#### DATA TO PROCESS:
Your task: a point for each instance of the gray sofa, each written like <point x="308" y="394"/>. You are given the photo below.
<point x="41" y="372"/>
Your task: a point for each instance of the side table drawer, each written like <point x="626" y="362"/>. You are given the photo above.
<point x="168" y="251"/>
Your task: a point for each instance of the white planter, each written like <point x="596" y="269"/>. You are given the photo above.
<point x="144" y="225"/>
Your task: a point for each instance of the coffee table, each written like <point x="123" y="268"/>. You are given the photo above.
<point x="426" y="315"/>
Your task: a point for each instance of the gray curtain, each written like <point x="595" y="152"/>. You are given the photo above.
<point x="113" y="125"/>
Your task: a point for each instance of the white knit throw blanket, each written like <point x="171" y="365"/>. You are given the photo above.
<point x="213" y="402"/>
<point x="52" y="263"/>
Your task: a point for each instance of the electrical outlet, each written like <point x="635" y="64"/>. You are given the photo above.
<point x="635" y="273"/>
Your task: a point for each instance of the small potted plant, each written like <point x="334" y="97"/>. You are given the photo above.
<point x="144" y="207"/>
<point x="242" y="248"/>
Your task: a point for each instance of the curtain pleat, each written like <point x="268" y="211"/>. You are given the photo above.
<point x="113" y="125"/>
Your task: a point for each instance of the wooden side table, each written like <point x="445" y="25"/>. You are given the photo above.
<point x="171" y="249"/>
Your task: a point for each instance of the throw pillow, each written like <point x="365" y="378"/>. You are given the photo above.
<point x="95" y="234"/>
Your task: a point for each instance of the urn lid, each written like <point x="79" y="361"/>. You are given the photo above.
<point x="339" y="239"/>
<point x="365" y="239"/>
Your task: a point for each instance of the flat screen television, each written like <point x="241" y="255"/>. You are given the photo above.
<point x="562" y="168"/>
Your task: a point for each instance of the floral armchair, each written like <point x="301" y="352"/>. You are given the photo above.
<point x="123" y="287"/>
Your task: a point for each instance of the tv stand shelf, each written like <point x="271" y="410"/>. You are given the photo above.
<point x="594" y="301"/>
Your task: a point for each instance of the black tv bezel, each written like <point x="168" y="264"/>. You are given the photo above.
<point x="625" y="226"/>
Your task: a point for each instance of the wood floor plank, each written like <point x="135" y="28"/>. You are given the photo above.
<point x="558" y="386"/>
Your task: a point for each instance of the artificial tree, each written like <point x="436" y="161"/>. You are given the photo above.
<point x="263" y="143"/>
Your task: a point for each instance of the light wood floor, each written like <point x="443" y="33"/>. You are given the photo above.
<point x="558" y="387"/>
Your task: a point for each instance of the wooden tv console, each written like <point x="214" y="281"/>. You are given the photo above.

#### GOAL:
Above are the records; copy all of them exactly.

#### TASK RESULT:
Your task: a point for each instance of the gray sofa, each written like <point x="308" y="394"/>. You are given the photo below.
<point x="41" y="372"/>
Your task: a point for each instance of the side table drawer, each written like <point x="626" y="362"/>. You are given the photo above.
<point x="168" y="251"/>
Your task: a point for each instance of the white planter, each written like <point x="596" y="269"/>. You are given the photo above.
<point x="144" y="225"/>
Your task: a point for each instance of the coffee table, each written like <point x="123" y="268"/>. You are given the photo above.
<point x="426" y="315"/>
Your task: a point for each instance of the gray curtain, each written like <point x="595" y="152"/>. You are given the photo above.
<point x="113" y="125"/>
Your task: a point for each instance of the white knit throw blanket, each written like <point x="171" y="365"/>. You are given the photo above.
<point x="213" y="402"/>
<point x="52" y="263"/>
Your task: a point for each instance of the electrical outlet, each written like <point x="635" y="64"/>. You are given the photo above.
<point x="635" y="273"/>
Your task: a point for each instance of the small potted plant, each written like <point x="334" y="97"/>. You are given the photo above.
<point x="144" y="207"/>
<point x="242" y="248"/>
Your task: a point for each instance of the curtain pleat, each written like <point x="268" y="211"/>. You are given the photo above.
<point x="113" y="125"/>
Your task: a point for each instance of the wooden side table, each written like <point x="445" y="25"/>. You are given the photo above.
<point x="171" y="249"/>
Your task: a point for each instance of the throw pillow, each written like <point x="365" y="378"/>. You are given the photo above.
<point x="95" y="234"/>
Your task: a point for each instance of the urn lid, each written like <point x="79" y="361"/>. You are given the photo above.
<point x="339" y="239"/>
<point x="365" y="239"/>
Your task: a point for each instance of the flat screen television, each written like <point x="241" y="255"/>. You are given the photo above.
<point x="562" y="168"/>
Your task: a point for each instance of the floral armchair, each written like <point x="301" y="352"/>. You are given the photo above.
<point x="123" y="287"/>
Your task: a point for each instance of the tv stand shelf, each written like <point x="271" y="410"/>. You are given the photo above.
<point x="594" y="301"/>
Your task: a point for each instance of the black tv bezel, each written like <point x="168" y="264"/>. You are given the photo above.
<point x="625" y="226"/>
Your task: a point for each instance of the wood floor plank, each written like <point x="135" y="28"/>. You are given the photo above.
<point x="558" y="386"/>
Your task: a point for each instance of the artificial tree, each written like <point x="436" y="161"/>. You are given the photo above.
<point x="263" y="143"/>
Your task: a point for each instance of the light wood floor, each written like <point x="443" y="33"/>. You are given the photo above.
<point x="558" y="387"/>
Your task: a point for each instance of the wooden tv console, each written like <point x="214" y="281"/>. You are given the photo above.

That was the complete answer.